Extracted records:
++++++
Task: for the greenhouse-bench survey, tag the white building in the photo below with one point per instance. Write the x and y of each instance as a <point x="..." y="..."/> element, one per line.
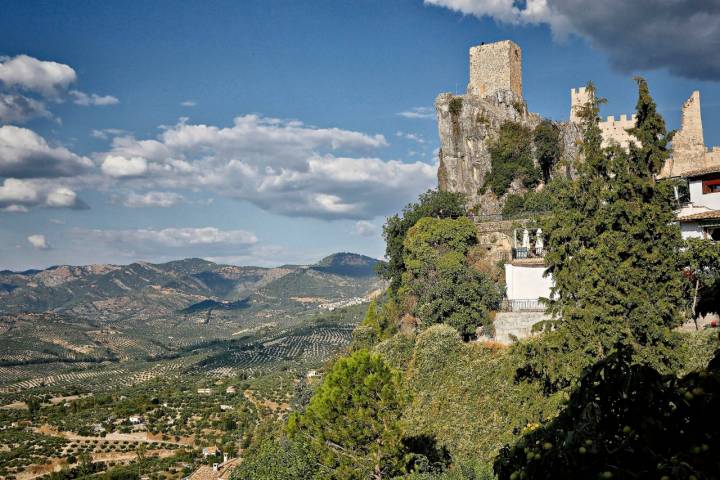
<point x="700" y="216"/>
<point x="525" y="278"/>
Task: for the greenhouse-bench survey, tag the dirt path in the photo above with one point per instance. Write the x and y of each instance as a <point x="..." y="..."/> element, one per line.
<point x="265" y="403"/>
<point x="36" y="471"/>
<point x="132" y="437"/>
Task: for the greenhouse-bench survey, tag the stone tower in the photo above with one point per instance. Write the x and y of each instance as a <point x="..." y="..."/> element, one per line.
<point x="689" y="150"/>
<point x="578" y="98"/>
<point x="495" y="66"/>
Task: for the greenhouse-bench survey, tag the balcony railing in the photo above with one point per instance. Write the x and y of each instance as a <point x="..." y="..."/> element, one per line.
<point x="522" y="305"/>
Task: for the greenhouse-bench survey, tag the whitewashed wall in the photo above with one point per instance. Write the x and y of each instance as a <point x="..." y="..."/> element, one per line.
<point x="527" y="282"/>
<point x="710" y="200"/>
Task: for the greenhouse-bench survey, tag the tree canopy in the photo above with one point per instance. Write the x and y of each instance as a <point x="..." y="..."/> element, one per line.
<point x="613" y="248"/>
<point x="432" y="203"/>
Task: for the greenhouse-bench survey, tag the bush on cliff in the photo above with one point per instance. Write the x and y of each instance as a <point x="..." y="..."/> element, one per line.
<point x="432" y="203"/>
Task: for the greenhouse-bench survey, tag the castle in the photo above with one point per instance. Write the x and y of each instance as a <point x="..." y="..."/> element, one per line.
<point x="494" y="96"/>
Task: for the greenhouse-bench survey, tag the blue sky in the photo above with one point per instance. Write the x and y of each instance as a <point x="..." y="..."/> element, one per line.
<point x="270" y="132"/>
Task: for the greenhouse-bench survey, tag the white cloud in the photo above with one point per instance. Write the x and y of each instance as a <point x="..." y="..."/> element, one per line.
<point x="17" y="195"/>
<point x="14" y="209"/>
<point x="281" y="166"/>
<point x="366" y="229"/>
<point x="30" y="74"/>
<point x="152" y="199"/>
<point x="38" y="242"/>
<point x="106" y="133"/>
<point x="20" y="109"/>
<point x="118" y="166"/>
<point x="419" y="113"/>
<point x="86" y="100"/>
<point x="25" y="154"/>
<point x="410" y="136"/>
<point x="151" y="239"/>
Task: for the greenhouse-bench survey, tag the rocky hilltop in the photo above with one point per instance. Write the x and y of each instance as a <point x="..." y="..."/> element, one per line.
<point x="467" y="124"/>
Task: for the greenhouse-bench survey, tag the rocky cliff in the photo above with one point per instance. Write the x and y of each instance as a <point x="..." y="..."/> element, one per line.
<point x="466" y="124"/>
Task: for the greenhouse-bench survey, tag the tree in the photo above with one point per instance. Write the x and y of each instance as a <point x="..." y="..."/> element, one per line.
<point x="439" y="283"/>
<point x="276" y="459"/>
<point x="626" y="421"/>
<point x="546" y="138"/>
<point x="612" y="249"/>
<point x="430" y="204"/>
<point x="352" y="422"/>
<point x="511" y="157"/>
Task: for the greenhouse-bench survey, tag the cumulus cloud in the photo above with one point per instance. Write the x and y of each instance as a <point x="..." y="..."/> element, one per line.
<point x="419" y="112"/>
<point x="20" y="109"/>
<point x="152" y="199"/>
<point x="366" y="229"/>
<point x="38" y="242"/>
<point x="84" y="99"/>
<point x="169" y="242"/>
<point x="25" y="154"/>
<point x="18" y="195"/>
<point x="30" y="74"/>
<point x="178" y="237"/>
<point x="682" y="36"/>
<point x="106" y="133"/>
<point x="410" y="136"/>
<point x="118" y="166"/>
<point x="284" y="167"/>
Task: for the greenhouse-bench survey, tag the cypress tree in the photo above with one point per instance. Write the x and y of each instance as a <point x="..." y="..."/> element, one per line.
<point x="613" y="247"/>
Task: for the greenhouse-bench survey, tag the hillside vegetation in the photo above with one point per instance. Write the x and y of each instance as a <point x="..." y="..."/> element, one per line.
<point x="609" y="388"/>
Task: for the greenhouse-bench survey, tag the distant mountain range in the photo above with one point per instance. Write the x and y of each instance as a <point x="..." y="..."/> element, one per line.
<point x="96" y="313"/>
<point x="182" y="283"/>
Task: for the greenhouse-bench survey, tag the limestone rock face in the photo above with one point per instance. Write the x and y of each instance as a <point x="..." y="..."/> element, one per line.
<point x="466" y="123"/>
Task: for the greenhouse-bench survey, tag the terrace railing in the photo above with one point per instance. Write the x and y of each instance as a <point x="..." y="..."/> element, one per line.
<point x="522" y="305"/>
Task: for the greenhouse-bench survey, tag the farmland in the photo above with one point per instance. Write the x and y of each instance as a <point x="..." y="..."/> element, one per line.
<point x="150" y="374"/>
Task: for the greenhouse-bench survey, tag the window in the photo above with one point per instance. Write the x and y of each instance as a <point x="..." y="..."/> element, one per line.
<point x="711" y="185"/>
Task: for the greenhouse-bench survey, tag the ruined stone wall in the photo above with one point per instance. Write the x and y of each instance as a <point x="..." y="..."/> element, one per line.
<point x="495" y="66"/>
<point x="614" y="131"/>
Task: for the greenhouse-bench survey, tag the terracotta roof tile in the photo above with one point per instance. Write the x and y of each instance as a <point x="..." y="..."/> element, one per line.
<point x="701" y="171"/>
<point x="711" y="215"/>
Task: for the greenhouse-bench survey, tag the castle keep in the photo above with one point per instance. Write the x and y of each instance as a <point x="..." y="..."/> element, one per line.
<point x="493" y="67"/>
<point x="468" y="123"/>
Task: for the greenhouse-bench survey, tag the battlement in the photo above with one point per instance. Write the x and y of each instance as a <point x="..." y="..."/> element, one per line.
<point x="495" y="66"/>
<point x="623" y="121"/>
<point x="578" y="98"/>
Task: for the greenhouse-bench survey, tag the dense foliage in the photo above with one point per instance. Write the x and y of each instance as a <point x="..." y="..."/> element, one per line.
<point x="626" y="421"/>
<point x="511" y="156"/>
<point x="430" y="204"/>
<point x="352" y="421"/>
<point x="548" y="150"/>
<point x="613" y="250"/>
<point x="438" y="283"/>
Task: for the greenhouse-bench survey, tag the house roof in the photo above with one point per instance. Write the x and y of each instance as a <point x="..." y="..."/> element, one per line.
<point x="709" y="215"/>
<point x="206" y="472"/>
<point x="528" y="262"/>
<point x="702" y="171"/>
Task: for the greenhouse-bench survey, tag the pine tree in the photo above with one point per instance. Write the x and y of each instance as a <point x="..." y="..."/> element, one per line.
<point x="352" y="422"/>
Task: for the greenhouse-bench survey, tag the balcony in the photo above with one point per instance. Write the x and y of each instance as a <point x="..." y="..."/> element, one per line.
<point x="528" y="244"/>
<point x="522" y="305"/>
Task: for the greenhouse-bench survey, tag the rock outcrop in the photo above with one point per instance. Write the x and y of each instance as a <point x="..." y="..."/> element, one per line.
<point x="466" y="124"/>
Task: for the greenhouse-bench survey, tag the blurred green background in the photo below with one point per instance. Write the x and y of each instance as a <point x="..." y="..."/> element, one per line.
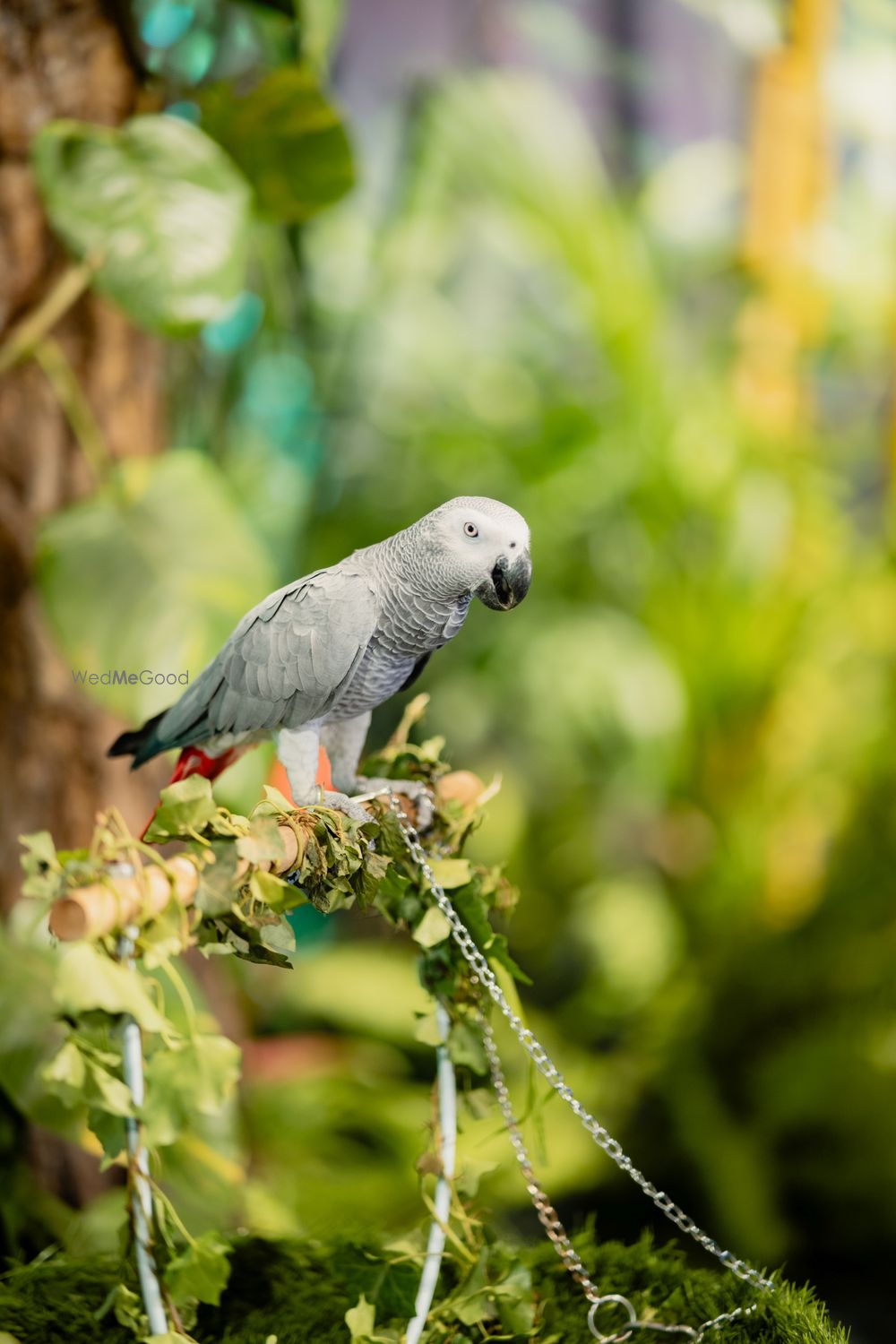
<point x="630" y="268"/>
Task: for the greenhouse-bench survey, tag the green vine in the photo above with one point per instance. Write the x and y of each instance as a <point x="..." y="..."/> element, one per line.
<point x="249" y="874"/>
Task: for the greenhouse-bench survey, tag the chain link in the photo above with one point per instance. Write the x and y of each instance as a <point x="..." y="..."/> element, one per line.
<point x="482" y="972"/>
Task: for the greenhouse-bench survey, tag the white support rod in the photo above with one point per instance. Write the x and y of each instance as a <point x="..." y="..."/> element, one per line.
<point x="139" y="1187"/>
<point x="447" y="1158"/>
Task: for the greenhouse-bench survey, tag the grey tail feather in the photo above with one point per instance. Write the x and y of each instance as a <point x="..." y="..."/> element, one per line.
<point x="144" y="744"/>
<point x="140" y="744"/>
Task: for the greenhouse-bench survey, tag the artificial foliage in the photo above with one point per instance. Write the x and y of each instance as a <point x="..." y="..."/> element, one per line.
<point x="239" y="908"/>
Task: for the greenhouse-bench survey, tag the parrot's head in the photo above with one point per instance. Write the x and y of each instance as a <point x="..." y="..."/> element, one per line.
<point x="484" y="548"/>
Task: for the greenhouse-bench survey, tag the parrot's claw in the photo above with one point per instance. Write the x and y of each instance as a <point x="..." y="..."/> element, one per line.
<point x="341" y="803"/>
<point x="411" y="789"/>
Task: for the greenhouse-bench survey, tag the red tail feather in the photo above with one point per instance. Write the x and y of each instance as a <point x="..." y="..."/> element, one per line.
<point x="195" y="761"/>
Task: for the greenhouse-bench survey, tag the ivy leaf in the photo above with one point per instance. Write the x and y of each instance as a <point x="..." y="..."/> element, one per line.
++++++
What this task involves: Output only the lines from the one holding "Task: for the greenhouse-bench survey, tag the grey" through the last line above, exactly as they appear.

Result for this exercise:
Task: for the greenhouse-bench survey, tag the grey tail feather in the photo above with one point per instance. Write the x and y of each instance as a <point x="..." y="..."/> element, one per line.
<point x="144" y="744"/>
<point x="140" y="744"/>
Task: for the greenhouse-bench survey, tag the artificial foliage in the photo above with one point per instance. Write the x and y of each instance as a <point x="..." y="..."/> element, one per line.
<point x="239" y="908"/>
Task: for the greenhouse-bench survey, tag the parrot's head in the photo above with one point per instance. Write the x and y of each instance as a <point x="..." y="..."/> element, one per line.
<point x="484" y="548"/>
Task: for the greenhouse-bench survey, tag the parrot's claw in the photo above with one point per instance. Write the x and y of each instance as a <point x="..." y="..."/> element, one per line.
<point x="341" y="803"/>
<point x="411" y="789"/>
Task: for the greenhouse-bench survey, tag the red tail feather in the photo above with one point per instance. Write the x and y of each instance as a <point x="..." y="..."/> element, one per line.
<point x="195" y="761"/>
Task: for the greenhouse-bench survey, tag the ivy leaf in the photo above with one point per instance. Write the x and y of each instance as a <point x="..." y="..."/> element, one per line.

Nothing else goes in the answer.